§ **Fragmento proporcionado**:
'''

Con su corbata y su sombrero, con la sencillez de su
elegancia acostumbrada -«siempre llevé corbata»-, Leandro Martínez
Toledo se dispone a alcanzar cien años. Mañana es su cumpleaños. Un
siglo de vida plena, realmente feliz, de este hombre que nació en
Motilla del Palancar, que se asentó después en Chiva, que quiso ser
torero y que acabó cumpliendo sus mayores aspiraciones al ver a su nieto
convertido en gran figura. Porque don Leandro es abuelo de Enrique
Ponce, y quien descubrió en él, cuando era niño, que tenía grandes
aptitudes para torear y llegar a lo que es.
De joven, cuando toreaba novillos, Leandro Martínez tenía
el sobrenombre de 'El Motillano'. Le había entrado la afición a base de
leer las crónicas taurinas en los periódicos que pillaba en la barbería
donde trabajaba, allá en su pueblo conquense. Tenía sólo once años
cuando se puso por primera vez delante de un becerro, en Almodóvar del
Campo. Luego se trasladó a Chiva, a trabajar como oficial de peluquería,
y poco después a Albal, donde conoció a un empresario que le ofreció
torear en plazas de toros de diversos pueblos de alrededor de Valencia.
Más adelante se integró en la banda cómico-taurina 'El
Empastre', de Catarroja. Él protagonizaba la parte seria del
espectáculo, con el que recorrió varias capitales españolas, y al mismo
tiempo mantenía su actividad de novillero en solitario, llegando a
torear cuatro tardes en la plaza de toros de Valencia y dos en Las
Arenas de Valencia.

'''

§ **Consigna**: ¿Puedes reescribir el tramo del texto sobre Leandro Martínez que va de "Con su corbata" a "a lo que es.", poniendo "chaleco" en lugar de "sombrero"?

(Datos de anotación por puntos)

'''

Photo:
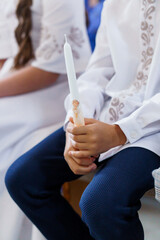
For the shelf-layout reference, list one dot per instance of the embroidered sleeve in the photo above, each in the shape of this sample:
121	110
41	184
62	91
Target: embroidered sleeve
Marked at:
56	23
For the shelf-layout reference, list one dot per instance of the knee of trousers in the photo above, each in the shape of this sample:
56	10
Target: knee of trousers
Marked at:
17	180
105	209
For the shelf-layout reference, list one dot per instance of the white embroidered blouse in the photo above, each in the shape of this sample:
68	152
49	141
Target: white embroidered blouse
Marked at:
122	81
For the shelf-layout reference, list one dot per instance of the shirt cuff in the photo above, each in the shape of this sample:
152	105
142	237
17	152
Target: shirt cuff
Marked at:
131	129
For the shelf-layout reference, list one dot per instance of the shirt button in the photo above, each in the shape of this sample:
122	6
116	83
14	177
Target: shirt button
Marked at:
141	121
133	134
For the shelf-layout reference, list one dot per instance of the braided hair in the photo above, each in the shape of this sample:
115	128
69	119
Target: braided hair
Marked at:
22	34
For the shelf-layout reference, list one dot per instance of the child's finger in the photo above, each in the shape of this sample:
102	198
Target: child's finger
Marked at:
80	154
80	170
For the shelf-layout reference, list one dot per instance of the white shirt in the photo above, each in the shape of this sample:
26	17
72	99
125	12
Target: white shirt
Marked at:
28	118
122	82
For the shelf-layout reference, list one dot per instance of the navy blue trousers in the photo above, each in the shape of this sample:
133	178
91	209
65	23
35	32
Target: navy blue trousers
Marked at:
109	204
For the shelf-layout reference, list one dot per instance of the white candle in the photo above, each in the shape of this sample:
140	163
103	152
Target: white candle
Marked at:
77	113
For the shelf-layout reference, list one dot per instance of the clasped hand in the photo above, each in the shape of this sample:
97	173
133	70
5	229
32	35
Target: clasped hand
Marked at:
85	143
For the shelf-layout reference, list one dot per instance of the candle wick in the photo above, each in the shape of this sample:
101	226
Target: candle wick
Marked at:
65	37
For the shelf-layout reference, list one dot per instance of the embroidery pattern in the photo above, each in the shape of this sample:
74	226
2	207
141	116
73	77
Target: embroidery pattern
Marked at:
147	34
51	45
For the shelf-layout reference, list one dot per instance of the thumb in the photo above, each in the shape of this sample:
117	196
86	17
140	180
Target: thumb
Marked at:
71	120
89	121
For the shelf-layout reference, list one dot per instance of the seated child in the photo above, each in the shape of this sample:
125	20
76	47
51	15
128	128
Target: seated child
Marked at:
120	98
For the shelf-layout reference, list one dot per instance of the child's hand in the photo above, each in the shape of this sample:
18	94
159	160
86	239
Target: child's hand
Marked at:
79	166
94	138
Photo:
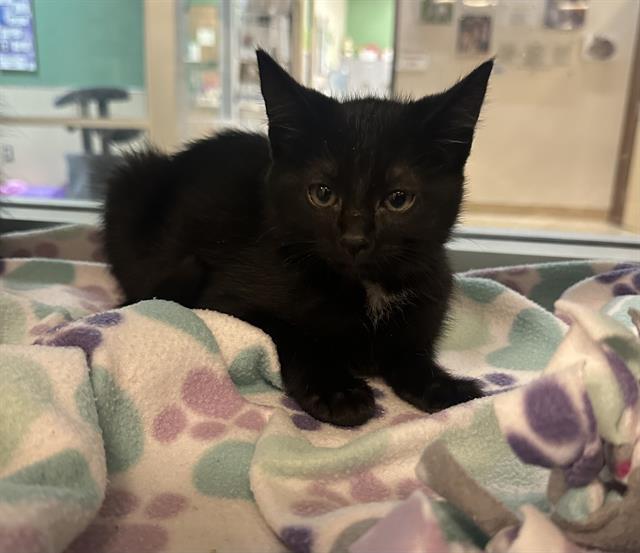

'''

§ **Respuesta desarrollada**:
Con su corbata y su chaleco, con la sencillez de su
elegancia acostumbrada -«siempre llevé corbata»-, Leandro Martínez
Toledo se dispone a alcanzar cien años. Mañana es su cumpleaños. Un
siglo de vida plena, realmente feliz, de este hombre que nació en
Motilla del Palancar, que se asentó después en Chiva, que quiso ser
torero y que acabó cumpliendo sus mayores aspiraciones al ver a su nieto
convertido en gran figura. Porque don Leandro es abuelo de Enrique
Ponce, y quien descubrió en él, cuando era niño, que tenía grandes
aptitudes para torear y llegar a lo que es.